◆ **Exercise**
Render the record lines as a Markdown table with the columns Row and Record line. Start with the line containing "Please point out the seated", continue through the line containing "Please point out the red velvet", and leave out blank lines.

◆ **Dataset entries**
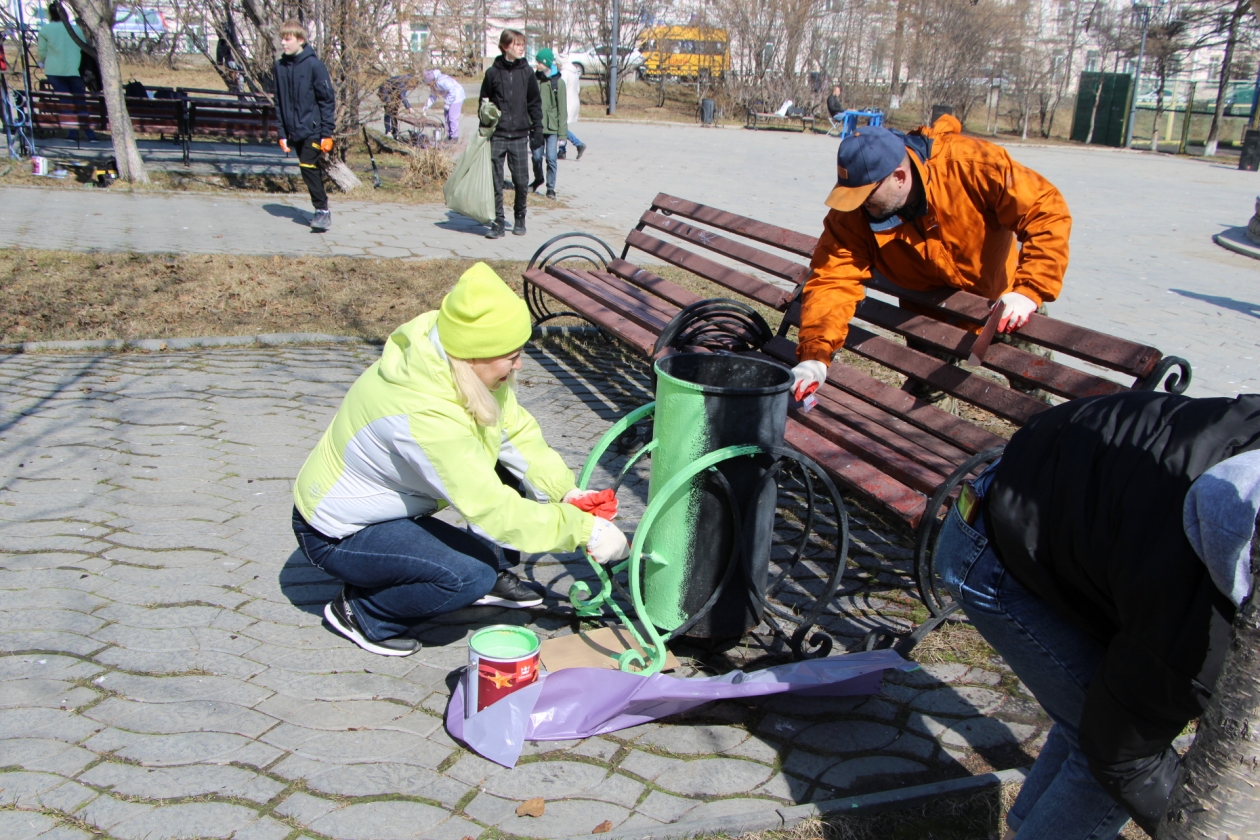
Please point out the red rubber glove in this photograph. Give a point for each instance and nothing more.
* * *
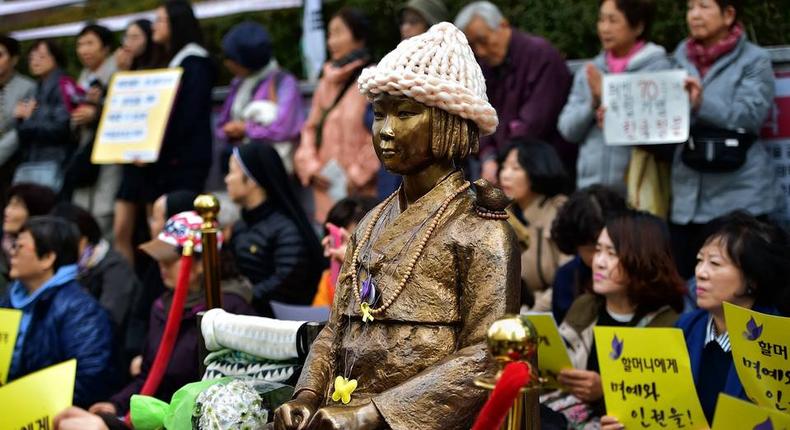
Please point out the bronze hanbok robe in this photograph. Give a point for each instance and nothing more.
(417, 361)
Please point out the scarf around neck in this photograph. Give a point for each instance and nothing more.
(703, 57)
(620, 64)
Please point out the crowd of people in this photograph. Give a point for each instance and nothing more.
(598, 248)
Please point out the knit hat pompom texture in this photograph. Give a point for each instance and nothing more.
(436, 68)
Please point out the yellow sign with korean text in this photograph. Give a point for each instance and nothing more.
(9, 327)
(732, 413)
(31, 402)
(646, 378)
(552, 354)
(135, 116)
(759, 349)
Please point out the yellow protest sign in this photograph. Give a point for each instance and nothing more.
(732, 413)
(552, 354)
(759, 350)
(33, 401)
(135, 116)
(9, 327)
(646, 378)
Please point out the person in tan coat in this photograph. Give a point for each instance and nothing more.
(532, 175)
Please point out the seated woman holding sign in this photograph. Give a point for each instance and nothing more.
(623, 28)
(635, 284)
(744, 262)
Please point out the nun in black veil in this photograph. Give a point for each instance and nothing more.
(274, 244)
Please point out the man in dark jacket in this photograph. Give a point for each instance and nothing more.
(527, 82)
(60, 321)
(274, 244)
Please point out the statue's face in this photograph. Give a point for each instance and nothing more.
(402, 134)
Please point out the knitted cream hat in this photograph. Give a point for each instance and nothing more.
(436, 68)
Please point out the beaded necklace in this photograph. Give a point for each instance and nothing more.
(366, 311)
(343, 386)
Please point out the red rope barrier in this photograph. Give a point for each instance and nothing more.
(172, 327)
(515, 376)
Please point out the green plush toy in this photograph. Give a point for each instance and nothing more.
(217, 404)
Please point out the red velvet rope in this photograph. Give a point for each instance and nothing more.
---
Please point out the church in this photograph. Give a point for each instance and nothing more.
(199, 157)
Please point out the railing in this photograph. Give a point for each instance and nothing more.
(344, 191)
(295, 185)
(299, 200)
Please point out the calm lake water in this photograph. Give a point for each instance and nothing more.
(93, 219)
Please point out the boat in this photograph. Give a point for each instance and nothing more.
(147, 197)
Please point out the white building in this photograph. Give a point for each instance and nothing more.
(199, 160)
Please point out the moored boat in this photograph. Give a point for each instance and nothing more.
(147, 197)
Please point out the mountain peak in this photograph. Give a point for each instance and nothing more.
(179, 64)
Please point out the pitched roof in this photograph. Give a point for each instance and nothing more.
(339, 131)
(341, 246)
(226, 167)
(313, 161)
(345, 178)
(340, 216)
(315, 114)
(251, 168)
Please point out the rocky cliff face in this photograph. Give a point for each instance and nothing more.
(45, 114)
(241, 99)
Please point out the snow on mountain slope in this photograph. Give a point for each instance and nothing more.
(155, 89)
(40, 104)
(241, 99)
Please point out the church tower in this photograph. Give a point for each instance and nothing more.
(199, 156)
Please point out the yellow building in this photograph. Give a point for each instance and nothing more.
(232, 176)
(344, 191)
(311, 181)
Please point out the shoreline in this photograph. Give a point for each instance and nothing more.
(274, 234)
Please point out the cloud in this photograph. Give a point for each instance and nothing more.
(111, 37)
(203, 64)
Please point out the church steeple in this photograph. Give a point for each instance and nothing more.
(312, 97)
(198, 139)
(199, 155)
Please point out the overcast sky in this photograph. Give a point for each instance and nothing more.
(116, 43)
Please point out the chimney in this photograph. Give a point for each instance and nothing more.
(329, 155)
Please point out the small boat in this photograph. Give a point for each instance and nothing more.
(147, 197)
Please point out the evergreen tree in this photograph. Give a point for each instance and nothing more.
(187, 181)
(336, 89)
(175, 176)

◆ **Correct answer**
| Row | Record line |
|---|---|
| 1 | Please point out the seated woman holding sign in this photograph. Give a point for each instance and nothing more. |
| 2 | (623, 28) |
| 3 | (635, 284) |
| 4 | (744, 262) |
| 5 | Please point out the nun in black veil in this photograph. Give a point for each instance and nothing more. |
| 6 | (274, 244) |
| 7 | Please point out the man in dark jacket in this photograph. Give a point for each instance and nothing more. |
| 8 | (527, 82) |
| 9 | (60, 321) |
| 10 | (274, 244) |
| 11 | Please point out the statue's face in this photograph. Give a point for each instance and nothing more. |
| 12 | (402, 134) |
| 13 | Please point out the knitted cream hat in this photograph. Give a point for each instance and nothing more. |
| 14 | (436, 68) |
| 15 | Please point out the beaded necklace in this photograph. Give a point for each instance and nothing more. |
| 16 | (366, 311) |
| 17 | (343, 386) |
| 18 | Please point out the red rope barrier in this photograph. Give a point for each instance and nothing more. |
| 19 | (172, 327) |
| 20 | (515, 376) |
| 21 | Please point out the green plush toy in this photograph. Give a point for each instance and nothing more. |
| 22 | (217, 404) |
| 23 | Please point out the red velvet rope in this photograph. Give a point for each instance and nothing more. |